**Short problem**
Using the forum thread on crystal and caramel malt below, answer:
1. According to Rambo, where was the article shared?
2. Which maltsters does tiprya say the article specifically lists as not using kilns?
3. What style of beers does technobabble66 plan to brew soon?

**Page**
####################

# "Is it Crystal or Caramel Malt" article



## Rambo (1/4/14)

I found this article helpful that was shared by BYO magazines Facebook page today. Being new to all grain, I have been confused by these two terms being used interchangably. Helped me, might help others.


----------



## TimT (1/4/14)

_If we accept this terminology as being appropriate, then it should be realized that* all crystal malts are caramel (type) malts, but not all caramel malts are crystal malts*._

"So, are we clear?"
"Caramel! No, wait! I mean crystal!"

Thanks. It sort of makes sense.... now.... more.... thing....


----------



## tiprya (1/4/14)

Helpful, but it doesn't seem to say what brands use kilns for their caramel malts?

Are they having a subtle dig at their competition? They specifically list those that don't (including weyermann, Castle, and english maltsters, among others) but not those that do...?


----------



## technobabble66 (1/4/14)

Definitely helpful - I now have a better understanding of the difference in grains producing either "caramel" or "malty" flavours. I'm sure I've read many bits & pieces referring to the differences both in terms of process & chemistry, but the penny seemed to drop this time. 
V handy while I'm looking to brew a few UK style beers soon!
(Maybe that's why the penny dropped - I have a more focused interest at the moment...)


----------



## technobabble66 (2/4/14)

Are there any particular stats/parameters that indicate whether a particular malt is a proper caramelized roasted Crystal or a kilned Caramel?

I've checked through the Weyermann spec sheets & can't see any indication of roasted or kilned, etc.
In particular, I'd assume Melanoiden has undergone both caramelization & Maillard reactions, but i'm unsure about CaraAroma & CaraBohemian, etc


----------



## Forever Wort (2/4/14)

####################

**Stored data**
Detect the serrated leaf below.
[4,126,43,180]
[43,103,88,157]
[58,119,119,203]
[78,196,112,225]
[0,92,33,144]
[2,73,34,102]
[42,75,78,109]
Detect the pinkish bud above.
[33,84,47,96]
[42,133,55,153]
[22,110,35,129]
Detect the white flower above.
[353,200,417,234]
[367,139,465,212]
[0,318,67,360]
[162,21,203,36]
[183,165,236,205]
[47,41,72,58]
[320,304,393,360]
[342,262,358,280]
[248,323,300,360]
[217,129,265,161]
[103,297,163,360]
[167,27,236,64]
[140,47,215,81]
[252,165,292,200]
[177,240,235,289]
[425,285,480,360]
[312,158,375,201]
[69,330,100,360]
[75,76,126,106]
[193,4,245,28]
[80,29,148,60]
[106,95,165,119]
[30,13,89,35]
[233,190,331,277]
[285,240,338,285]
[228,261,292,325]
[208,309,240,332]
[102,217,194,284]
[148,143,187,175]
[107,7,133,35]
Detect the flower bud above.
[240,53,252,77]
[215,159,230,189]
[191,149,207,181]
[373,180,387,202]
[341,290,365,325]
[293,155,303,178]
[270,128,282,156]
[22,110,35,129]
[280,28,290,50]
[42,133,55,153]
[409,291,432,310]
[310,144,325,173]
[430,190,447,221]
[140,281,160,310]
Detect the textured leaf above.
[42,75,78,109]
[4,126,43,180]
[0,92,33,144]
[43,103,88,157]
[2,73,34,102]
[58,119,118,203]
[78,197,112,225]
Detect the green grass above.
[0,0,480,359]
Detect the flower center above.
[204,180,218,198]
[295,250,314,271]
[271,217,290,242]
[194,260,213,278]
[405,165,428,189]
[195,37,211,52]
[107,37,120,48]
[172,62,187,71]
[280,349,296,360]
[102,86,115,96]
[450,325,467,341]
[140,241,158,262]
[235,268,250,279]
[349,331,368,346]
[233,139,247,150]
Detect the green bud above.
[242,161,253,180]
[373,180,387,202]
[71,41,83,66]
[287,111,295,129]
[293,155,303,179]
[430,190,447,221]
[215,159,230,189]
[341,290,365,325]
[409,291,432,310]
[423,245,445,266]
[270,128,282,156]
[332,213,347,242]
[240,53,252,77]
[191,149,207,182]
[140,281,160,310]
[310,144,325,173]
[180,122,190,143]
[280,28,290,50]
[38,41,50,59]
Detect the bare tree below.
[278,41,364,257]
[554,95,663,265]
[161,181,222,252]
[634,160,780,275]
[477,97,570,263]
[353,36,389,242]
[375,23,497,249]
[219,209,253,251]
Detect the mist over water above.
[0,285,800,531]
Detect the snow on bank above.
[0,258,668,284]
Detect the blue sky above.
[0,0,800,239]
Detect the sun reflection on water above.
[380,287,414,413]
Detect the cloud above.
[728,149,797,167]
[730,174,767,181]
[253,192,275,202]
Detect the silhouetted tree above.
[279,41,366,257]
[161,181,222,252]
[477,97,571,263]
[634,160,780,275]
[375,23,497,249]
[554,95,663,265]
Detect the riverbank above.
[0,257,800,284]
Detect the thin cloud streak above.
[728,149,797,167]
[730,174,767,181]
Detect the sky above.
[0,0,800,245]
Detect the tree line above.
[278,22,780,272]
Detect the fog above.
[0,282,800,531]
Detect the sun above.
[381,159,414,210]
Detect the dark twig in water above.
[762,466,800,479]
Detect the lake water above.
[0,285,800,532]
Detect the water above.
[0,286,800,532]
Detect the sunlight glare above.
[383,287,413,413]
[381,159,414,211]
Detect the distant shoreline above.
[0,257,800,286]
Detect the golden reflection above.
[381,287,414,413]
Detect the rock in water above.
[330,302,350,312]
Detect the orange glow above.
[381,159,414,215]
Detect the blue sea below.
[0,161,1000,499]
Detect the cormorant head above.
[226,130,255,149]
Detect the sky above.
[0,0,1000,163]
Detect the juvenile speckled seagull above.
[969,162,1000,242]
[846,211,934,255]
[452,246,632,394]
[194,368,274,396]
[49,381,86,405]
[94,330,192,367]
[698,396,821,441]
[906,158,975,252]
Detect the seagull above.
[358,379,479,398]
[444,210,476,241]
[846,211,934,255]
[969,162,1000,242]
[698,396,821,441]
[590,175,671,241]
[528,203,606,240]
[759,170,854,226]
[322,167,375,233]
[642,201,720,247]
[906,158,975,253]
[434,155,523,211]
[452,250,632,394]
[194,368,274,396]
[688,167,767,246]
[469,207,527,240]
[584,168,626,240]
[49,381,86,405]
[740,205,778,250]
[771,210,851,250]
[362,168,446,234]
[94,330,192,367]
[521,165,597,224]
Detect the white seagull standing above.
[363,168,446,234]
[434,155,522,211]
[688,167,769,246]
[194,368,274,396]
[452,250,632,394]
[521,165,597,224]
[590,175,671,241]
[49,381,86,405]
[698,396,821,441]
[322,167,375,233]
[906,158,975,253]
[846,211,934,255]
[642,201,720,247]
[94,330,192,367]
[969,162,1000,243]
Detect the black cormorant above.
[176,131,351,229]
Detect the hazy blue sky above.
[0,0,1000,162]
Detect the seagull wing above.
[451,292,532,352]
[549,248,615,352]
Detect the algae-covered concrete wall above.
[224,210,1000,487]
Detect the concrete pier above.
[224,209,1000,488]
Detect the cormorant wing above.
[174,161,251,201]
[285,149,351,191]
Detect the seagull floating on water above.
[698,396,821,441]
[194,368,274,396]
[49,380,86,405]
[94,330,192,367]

####################

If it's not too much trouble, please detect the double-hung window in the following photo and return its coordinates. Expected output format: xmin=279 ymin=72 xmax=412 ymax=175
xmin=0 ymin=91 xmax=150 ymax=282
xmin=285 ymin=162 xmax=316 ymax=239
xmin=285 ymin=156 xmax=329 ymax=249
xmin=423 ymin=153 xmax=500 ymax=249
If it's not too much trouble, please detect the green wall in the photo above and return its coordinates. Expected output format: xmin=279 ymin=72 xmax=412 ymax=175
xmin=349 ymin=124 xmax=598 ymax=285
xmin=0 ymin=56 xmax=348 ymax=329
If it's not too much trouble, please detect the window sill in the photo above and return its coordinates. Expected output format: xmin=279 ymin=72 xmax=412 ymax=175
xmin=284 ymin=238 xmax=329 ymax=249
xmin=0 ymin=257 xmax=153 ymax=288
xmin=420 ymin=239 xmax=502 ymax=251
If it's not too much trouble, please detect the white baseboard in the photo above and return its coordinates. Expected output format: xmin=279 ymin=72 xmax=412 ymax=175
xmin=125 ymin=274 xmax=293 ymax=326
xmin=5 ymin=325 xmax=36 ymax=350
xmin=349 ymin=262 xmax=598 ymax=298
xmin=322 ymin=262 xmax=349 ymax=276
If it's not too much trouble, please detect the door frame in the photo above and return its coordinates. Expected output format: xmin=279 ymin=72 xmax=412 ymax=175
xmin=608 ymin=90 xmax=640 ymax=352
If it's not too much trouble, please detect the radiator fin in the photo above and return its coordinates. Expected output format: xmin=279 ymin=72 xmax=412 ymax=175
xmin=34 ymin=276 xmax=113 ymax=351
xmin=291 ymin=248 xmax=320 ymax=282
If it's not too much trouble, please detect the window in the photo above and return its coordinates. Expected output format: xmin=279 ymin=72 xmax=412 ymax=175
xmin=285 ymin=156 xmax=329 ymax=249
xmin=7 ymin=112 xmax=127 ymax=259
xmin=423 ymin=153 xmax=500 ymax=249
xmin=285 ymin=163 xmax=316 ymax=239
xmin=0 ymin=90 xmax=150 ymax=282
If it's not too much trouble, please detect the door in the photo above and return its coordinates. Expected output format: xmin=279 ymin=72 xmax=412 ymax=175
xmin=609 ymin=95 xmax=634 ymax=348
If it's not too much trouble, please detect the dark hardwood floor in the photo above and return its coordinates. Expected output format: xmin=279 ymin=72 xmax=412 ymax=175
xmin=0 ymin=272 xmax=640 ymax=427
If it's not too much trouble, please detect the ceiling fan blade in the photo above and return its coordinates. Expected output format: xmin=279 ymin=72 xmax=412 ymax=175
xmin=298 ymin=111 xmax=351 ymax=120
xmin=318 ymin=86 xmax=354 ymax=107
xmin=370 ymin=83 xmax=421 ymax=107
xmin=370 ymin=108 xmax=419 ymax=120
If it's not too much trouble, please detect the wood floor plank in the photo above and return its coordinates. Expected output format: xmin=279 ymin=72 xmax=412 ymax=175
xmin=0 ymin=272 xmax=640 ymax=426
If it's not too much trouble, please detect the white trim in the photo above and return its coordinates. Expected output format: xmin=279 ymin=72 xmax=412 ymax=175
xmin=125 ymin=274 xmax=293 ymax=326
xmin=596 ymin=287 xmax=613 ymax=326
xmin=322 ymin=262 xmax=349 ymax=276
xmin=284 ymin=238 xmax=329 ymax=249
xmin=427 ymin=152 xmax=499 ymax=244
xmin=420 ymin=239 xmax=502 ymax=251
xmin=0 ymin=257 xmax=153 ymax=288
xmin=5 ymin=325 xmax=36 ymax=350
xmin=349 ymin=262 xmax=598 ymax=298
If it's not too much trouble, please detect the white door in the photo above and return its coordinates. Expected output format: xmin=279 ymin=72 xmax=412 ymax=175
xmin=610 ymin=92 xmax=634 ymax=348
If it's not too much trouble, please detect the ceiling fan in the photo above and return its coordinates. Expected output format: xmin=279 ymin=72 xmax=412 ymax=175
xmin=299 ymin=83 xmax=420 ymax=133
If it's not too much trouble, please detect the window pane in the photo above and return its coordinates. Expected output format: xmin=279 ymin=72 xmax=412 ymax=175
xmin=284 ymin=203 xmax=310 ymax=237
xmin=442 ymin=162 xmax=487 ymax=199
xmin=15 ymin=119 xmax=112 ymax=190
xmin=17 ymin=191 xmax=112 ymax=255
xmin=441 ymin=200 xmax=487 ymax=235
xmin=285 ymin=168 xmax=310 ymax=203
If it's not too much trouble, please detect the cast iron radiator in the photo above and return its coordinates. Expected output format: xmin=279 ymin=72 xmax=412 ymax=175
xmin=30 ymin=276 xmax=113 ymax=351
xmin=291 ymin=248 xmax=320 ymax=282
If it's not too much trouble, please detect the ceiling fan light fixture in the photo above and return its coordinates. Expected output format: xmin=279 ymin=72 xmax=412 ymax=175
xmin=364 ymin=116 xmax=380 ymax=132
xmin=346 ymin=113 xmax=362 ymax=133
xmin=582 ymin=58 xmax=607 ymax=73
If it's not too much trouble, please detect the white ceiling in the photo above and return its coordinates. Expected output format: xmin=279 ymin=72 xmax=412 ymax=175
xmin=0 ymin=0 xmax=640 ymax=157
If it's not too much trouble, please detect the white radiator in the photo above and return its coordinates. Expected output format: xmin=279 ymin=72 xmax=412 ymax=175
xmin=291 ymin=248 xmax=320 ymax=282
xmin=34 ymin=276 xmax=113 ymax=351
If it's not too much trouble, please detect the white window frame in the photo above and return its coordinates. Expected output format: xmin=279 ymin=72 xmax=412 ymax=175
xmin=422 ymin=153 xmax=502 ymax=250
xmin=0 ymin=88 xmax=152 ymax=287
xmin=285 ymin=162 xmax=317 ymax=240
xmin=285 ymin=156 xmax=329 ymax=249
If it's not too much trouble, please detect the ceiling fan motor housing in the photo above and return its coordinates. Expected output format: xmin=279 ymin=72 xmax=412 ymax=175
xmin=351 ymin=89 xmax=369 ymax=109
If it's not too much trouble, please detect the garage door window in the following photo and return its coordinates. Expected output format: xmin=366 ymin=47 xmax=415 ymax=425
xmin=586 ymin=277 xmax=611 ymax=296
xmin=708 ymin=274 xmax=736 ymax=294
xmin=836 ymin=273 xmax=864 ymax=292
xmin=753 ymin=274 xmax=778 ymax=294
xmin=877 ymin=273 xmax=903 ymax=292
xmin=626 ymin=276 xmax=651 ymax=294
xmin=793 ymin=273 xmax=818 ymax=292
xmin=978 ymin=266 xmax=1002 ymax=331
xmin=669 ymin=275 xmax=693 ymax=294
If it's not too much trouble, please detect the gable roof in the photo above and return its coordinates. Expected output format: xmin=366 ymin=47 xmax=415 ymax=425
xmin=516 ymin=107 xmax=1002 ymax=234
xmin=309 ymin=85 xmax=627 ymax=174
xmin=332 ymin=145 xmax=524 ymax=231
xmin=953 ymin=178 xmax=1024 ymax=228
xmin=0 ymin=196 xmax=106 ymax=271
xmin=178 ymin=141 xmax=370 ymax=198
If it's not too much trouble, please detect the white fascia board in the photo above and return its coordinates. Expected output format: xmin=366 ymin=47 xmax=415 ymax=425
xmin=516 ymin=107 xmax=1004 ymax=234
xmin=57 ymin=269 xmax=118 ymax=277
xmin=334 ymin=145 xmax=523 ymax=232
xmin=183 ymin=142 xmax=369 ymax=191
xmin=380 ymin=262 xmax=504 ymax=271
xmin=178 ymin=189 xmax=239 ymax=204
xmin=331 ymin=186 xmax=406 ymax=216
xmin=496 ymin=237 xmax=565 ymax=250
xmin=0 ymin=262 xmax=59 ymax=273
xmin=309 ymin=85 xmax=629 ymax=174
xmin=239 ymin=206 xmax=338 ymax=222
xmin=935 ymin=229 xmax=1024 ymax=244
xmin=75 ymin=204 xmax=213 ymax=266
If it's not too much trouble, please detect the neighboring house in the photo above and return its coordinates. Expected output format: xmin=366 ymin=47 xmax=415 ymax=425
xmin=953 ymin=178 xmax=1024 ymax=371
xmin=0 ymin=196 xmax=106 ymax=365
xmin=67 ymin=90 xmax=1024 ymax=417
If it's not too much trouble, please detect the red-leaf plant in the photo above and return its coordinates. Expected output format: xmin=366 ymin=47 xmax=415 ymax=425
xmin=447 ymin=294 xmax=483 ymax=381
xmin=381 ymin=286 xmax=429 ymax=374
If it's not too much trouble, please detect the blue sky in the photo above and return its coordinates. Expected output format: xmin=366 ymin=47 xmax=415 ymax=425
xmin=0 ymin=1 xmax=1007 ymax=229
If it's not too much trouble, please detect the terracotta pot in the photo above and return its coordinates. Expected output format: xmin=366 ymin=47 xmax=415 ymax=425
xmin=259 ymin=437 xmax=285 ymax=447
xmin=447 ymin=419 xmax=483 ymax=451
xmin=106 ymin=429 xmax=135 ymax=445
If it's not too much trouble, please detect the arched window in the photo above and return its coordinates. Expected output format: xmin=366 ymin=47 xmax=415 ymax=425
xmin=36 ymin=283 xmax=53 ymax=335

####################

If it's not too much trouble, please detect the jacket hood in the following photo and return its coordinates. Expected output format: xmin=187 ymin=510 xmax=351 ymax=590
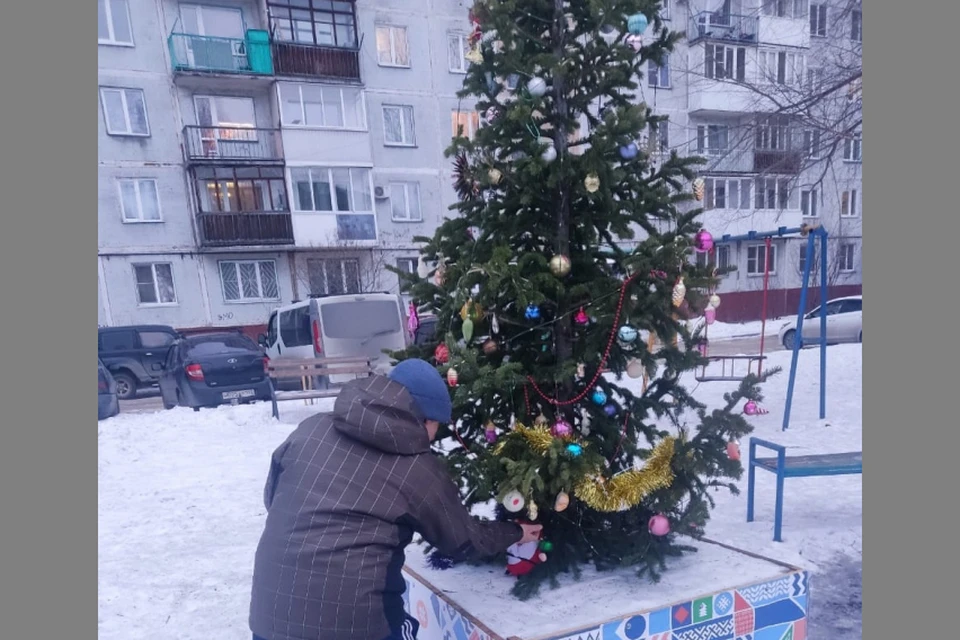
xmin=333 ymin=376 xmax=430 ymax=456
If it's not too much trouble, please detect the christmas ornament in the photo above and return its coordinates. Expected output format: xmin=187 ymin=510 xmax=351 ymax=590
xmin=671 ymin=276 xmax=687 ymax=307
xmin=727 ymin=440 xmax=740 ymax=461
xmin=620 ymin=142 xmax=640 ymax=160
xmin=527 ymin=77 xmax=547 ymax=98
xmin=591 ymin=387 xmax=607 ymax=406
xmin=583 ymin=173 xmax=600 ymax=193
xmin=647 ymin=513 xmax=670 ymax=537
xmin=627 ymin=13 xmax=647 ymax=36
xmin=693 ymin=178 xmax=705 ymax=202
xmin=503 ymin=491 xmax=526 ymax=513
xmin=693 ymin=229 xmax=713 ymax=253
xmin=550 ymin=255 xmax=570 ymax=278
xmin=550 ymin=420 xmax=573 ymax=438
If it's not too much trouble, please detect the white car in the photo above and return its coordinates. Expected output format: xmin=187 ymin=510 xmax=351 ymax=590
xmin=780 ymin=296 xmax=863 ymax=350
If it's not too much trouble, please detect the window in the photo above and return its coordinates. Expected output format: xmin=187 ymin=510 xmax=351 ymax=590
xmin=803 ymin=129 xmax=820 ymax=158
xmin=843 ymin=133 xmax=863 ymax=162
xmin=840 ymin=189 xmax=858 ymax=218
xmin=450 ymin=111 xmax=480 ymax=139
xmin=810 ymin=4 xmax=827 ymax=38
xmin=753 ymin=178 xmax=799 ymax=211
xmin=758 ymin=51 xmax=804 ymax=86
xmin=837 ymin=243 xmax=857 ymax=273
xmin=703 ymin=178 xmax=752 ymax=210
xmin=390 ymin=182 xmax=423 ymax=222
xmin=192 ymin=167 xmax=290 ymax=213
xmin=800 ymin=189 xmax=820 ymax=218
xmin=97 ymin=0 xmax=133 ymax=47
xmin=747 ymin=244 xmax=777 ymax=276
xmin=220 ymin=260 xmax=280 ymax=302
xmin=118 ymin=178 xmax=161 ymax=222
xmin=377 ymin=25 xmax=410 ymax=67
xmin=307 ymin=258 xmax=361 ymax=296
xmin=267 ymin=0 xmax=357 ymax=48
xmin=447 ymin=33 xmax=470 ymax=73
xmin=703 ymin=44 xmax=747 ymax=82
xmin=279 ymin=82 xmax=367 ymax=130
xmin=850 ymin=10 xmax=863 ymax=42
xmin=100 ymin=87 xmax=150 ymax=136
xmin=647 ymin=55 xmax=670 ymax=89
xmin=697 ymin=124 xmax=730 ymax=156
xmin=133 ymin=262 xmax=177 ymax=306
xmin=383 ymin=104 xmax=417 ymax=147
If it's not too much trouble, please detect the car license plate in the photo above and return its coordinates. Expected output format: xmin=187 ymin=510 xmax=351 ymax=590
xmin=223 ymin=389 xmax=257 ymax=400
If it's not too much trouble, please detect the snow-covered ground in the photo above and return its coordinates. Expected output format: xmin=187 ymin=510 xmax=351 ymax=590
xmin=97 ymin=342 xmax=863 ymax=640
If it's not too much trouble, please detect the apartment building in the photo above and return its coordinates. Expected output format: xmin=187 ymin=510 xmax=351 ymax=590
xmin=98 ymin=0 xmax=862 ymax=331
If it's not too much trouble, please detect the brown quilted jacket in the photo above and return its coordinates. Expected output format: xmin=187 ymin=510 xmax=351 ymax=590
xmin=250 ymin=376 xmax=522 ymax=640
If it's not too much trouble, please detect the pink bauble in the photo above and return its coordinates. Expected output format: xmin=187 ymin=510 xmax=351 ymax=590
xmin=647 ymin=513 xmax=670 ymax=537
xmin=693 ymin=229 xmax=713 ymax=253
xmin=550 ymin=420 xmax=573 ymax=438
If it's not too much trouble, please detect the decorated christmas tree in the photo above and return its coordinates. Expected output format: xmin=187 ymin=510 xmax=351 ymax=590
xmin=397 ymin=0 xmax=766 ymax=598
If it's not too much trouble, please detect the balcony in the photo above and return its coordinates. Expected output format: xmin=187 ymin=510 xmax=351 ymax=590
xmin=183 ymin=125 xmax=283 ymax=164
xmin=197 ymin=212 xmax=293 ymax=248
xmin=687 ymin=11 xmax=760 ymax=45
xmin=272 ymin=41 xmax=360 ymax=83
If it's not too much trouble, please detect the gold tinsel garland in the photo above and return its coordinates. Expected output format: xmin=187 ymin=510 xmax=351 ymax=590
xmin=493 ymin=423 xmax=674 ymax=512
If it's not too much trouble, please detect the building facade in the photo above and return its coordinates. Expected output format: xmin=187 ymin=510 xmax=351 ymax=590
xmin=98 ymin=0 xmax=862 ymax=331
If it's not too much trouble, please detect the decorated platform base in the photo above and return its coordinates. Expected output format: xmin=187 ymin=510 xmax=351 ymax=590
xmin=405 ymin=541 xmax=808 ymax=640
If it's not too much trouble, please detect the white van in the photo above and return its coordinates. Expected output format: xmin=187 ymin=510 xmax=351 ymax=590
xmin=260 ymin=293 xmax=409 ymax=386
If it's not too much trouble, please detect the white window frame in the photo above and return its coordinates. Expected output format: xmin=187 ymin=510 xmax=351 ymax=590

####################

**Result below**
1. On BYO magazine's Facebook page.
2. Weyermann, Castle, and English maltsters, among others.
3. UK style beers.